Atenção: esta reportagem contém imagens que podem ser consideradas perturbadoras.
Os animais têm enfrentado, novamente, uma luta pela vida no Pantanal. Além dos incêndios no bioma, eles também precisam sobreviver a uma seca intensa na região. Os bichos passam por problemas para encontrar alimentos, sofrem com a perda de habitat e têm dificuldades para conseguir água.
Além disso, o cenário atual, considerado menos extremo que o do ano passado, envolve consequências de 2020, quando o bioma passou pelo seu pior período das últimas décadas, com recordes de incêndios.
"Levará décadas para que o equilíbrio ecológico se restabeleça no Pantanal. Com certeza os animais ainda vivem o impacto do ano passado", afirma Vinícius Silgueiro, coordenador de inteligência territorial do Instituto Centro de Vida (ICV).

> O que se pede
Responda com base na reportagem sobre o Pantanal.
(a) Além dos incêndios, a que os animais também precisam sobreviver na região?
(b) Em que ano o bioma passou pelo seu pior período das últimas décadas?
(c) Que cargo Vinícius Silgueiro ocupa no Instituto Centro de Vida?
As linhas não têm relação com a reportagem.

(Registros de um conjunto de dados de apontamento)
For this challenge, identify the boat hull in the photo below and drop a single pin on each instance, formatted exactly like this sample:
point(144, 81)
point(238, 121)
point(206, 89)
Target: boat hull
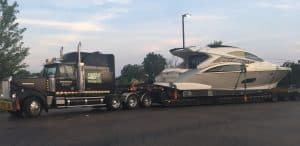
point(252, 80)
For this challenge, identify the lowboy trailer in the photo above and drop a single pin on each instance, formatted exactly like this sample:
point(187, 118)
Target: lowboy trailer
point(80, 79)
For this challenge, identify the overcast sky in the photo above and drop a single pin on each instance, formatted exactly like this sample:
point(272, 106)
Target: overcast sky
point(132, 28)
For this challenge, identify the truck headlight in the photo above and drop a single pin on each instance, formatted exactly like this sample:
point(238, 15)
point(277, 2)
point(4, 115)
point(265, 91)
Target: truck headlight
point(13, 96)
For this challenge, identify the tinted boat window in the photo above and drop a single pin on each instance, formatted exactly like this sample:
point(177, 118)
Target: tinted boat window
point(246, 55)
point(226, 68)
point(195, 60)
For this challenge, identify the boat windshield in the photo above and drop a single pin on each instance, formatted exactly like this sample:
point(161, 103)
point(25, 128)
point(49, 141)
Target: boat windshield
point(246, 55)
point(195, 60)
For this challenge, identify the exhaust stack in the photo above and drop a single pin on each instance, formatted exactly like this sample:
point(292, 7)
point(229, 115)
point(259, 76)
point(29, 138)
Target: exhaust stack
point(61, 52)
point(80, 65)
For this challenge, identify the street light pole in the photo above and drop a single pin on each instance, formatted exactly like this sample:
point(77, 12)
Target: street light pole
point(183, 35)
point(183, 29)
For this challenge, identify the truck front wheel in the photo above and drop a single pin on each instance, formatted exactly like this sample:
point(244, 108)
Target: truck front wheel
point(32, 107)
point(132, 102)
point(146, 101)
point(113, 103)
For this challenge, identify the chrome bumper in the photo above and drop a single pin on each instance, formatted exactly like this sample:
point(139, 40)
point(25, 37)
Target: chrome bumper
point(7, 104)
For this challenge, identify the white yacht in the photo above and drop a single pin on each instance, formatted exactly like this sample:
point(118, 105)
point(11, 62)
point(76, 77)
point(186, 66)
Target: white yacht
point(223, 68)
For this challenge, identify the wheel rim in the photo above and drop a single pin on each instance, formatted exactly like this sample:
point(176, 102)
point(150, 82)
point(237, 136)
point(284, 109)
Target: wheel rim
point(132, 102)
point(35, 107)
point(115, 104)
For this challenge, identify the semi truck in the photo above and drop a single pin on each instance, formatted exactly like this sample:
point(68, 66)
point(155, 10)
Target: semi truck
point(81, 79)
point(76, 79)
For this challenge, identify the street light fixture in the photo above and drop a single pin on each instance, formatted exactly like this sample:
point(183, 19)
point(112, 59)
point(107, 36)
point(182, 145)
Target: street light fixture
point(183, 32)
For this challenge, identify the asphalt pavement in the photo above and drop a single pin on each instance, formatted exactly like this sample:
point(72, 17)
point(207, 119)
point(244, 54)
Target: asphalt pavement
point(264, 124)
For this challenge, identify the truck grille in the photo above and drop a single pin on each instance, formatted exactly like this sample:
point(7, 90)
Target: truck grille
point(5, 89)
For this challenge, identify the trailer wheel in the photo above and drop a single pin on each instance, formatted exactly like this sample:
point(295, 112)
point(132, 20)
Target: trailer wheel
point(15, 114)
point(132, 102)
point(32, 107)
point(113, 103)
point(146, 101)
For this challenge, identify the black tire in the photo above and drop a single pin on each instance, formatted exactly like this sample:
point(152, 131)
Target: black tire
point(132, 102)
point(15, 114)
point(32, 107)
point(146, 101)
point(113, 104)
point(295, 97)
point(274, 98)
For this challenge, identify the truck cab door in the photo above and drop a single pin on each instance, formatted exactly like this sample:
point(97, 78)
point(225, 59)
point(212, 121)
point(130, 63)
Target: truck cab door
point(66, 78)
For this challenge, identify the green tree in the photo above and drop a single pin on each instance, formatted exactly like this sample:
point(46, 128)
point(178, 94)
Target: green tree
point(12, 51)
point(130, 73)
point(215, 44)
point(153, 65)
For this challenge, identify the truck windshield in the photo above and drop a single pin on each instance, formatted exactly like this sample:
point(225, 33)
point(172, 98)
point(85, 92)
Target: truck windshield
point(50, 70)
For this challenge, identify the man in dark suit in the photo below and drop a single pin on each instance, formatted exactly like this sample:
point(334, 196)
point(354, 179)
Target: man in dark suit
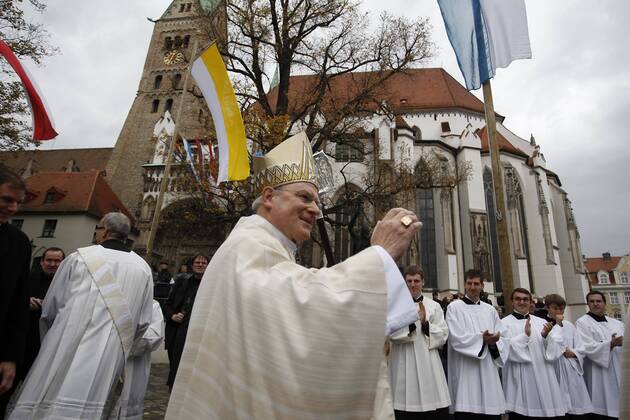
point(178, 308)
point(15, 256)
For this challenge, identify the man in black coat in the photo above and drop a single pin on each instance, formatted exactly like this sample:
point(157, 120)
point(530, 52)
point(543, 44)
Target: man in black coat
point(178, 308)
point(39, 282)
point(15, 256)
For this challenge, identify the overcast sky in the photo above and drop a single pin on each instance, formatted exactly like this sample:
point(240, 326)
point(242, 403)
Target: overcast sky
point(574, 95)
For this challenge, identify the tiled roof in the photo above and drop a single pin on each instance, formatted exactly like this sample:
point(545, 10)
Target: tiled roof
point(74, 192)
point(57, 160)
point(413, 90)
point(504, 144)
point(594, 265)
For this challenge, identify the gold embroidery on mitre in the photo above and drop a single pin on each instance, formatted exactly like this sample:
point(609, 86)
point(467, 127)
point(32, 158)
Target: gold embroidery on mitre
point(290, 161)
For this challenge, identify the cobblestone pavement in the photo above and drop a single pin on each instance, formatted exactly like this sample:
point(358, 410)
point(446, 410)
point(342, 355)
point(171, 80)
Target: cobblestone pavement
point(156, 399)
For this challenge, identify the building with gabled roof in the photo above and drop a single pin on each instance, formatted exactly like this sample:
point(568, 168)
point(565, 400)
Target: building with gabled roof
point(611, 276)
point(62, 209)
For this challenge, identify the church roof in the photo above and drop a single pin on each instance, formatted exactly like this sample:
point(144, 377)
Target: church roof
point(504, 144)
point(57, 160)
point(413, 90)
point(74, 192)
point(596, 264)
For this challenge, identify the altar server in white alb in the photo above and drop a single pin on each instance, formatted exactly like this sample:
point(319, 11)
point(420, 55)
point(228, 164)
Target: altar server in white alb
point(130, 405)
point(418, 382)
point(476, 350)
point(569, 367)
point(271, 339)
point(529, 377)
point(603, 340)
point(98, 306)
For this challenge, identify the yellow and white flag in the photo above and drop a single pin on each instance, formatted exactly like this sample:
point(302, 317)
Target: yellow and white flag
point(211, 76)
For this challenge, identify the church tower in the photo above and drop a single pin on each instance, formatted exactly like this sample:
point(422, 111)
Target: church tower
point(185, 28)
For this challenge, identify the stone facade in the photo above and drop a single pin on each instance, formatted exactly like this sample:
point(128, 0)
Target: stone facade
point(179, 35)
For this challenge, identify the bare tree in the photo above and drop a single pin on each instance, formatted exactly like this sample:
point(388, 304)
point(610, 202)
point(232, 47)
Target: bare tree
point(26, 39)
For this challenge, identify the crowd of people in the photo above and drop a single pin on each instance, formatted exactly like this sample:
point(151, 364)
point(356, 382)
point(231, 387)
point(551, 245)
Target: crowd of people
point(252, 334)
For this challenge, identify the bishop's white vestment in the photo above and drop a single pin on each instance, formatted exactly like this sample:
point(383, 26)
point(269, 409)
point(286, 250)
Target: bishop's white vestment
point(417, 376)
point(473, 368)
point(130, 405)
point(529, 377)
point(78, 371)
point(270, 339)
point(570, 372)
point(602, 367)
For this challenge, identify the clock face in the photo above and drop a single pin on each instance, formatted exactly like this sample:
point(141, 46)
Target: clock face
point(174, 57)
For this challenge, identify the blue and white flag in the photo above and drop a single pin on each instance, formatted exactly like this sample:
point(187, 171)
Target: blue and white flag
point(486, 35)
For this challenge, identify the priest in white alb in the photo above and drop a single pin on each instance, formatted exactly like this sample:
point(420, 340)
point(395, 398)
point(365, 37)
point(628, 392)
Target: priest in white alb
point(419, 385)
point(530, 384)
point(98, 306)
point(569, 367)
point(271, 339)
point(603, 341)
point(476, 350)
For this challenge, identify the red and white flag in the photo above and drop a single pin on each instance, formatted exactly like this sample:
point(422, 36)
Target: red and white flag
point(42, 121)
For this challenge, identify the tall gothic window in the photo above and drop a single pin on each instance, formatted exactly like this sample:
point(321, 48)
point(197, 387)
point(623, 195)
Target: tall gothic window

> Resposta da tarefa
(a) A uma seca intensa.
(b) Em 2020.
(c) Coordenador de inteligência territorial.